# Assignment:
All entries must be repeated exactly; do not include the pictures.

── Data to process

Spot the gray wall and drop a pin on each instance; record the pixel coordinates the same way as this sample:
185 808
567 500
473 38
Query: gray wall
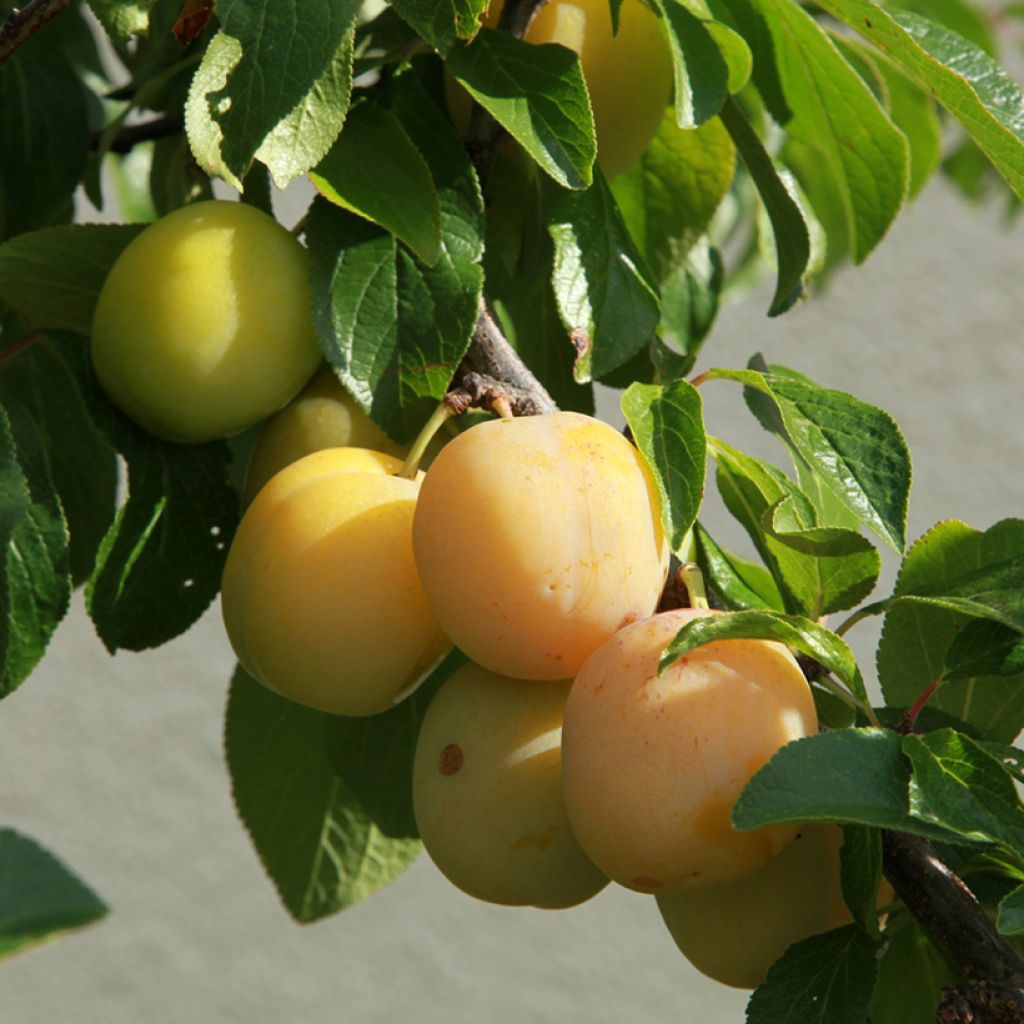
117 762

────

# Task answer:
Spot the gray wall and drop a pin on each instance; record the pixel coordinates the same way as this sample:
185 808
567 500
473 38
Query: gray wall
117 762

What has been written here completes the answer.